Excerpt>
Dear Editor,

In this retrospective epidemiologic study, the National Electronic Injury Surveillance System (NEISS) was utilized in order to evaluate emergency department visits related to ocular injuries that occurred at school in children ages 5–18 between 2000 and 2019 in the United States. Though home is the most common locale for pediatric ocular injury [1], the school is the second most frequent setting. The study highlights the consumer product related ocular injuries seen at school, which can serve to identify and mitigate the threat of such items by educating students and formulating interventions such as the use of safety goggles during certain sports activities.

Between 2000 and 2019, an estimated 127,838 ED visits for school-associated ocular injuries in children were identified of which 54% (69,163) were in the middle and high school age group, 12–18 years, and 46% (58,765) in the elementary school group, ages 5–11. Overall, 83,966 children (65.7%) were males accounting for 61.6% of injuries in the younger group and 69.2% in the older group.

The majority of patients (98%) were released to home from the ED with ocular contusion being the most common diagnosis (69,350, 54.2%). Other diagnoses include ‘other’ (24,487; 19.2%), foreign body (9100; 7.1%), and dermal/conjunctival injury (8747; 6.8%). An estimated 558 (0.4%) patients with ocular injuries were admitted to the hospital.

Required tasks>
1. Translate into Spanish this sentence from the letter on school-related ocular injuries: "The majority of patients (98%) were released to home from the ED with ocular contusion being the most common diagnosis (69,350, 54.2%)."
2. Extend the letter on school-related ocular injuries, picking up after its final sentence.

Dataset>
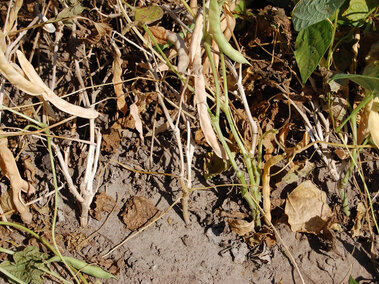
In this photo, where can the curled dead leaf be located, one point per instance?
(47, 93)
(241, 227)
(9, 168)
(307, 209)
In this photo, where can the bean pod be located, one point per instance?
(218, 35)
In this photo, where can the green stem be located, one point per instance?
(330, 53)
(355, 111)
(11, 276)
(216, 124)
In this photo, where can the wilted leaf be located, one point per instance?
(159, 33)
(214, 165)
(309, 12)
(137, 212)
(368, 82)
(148, 15)
(241, 227)
(306, 209)
(111, 140)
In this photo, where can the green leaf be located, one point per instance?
(368, 82)
(311, 45)
(352, 280)
(357, 10)
(148, 15)
(24, 265)
(309, 12)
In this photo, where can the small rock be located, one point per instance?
(239, 253)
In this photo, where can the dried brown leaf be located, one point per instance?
(47, 93)
(241, 227)
(11, 23)
(159, 33)
(307, 209)
(9, 168)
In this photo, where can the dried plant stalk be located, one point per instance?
(35, 86)
(9, 169)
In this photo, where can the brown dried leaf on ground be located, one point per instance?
(11, 23)
(9, 169)
(134, 112)
(111, 140)
(137, 212)
(103, 203)
(241, 227)
(34, 85)
(307, 209)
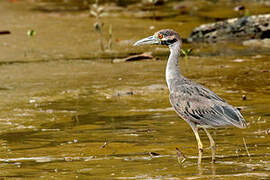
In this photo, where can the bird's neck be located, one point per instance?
(172, 69)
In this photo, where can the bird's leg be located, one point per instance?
(212, 144)
(200, 146)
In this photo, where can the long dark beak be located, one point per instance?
(148, 40)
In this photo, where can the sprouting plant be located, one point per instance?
(98, 11)
(110, 38)
(186, 52)
(30, 33)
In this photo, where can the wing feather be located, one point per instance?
(198, 104)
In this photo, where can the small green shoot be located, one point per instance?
(186, 52)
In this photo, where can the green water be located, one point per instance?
(68, 114)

Task-by-task results>
1. La mayoría de los pacientes (98%) fueron dados de alta a su domicilio desde el servicio de urgencias, siendo la contusión ocular el diagnóstico más frecuente (69,350, 54.2%).

2.
Most ocular injuries at school were sport-related (46,177; 36.1%) followed by pens/pencils (20,833; 16.3%), workshop equipment (12,035; 9.4%), paper products (8152; 6.4%), and detergents and chemicals (7941; 6.2%). The breakdown of injuries by product category per age group and sex are shown in Table 1. Basketball was the most common sport associated with ocular injuries at school in both age cohorts with other sports shown in Fig. 1.

Table 1 Estimated number of ocular injuries at schools in the US between 2000 and 2019 caused by the most common product categories by age cohorts and gender
Fig. 1
figure 1

Estimated number of pediatric ocular injuries in the US per sport for each age group between 2000 and 2019

Among children in the older cohort (ages 12–18) sport-related injury comprised 43% of all injuries. Most of the eye injuries among younger children (ages 5–11) were related to either sports (28%) or pens/pencils (25%). Approximately 1/3 of all injuries in both males and females were sport-related. Males had a higher proportion of workshop-related ocular injuries compared to females (12% to 4%), but females had a higher proportion of injury with pens/pencils than males (21% vs 14%). Though most ocular injuries at school that presented to the ED were discharged to home after treatment without hospitalization, they were deemed serious enough to mandate medical care in the ED, thus consuming time and resources from parents and school authorities. These findings can be utilized by school faculty/administration to guide supervision during in-school activities and play an important role in teacher and student education regarding potential causes of harm in the classroom depending on specific age groups.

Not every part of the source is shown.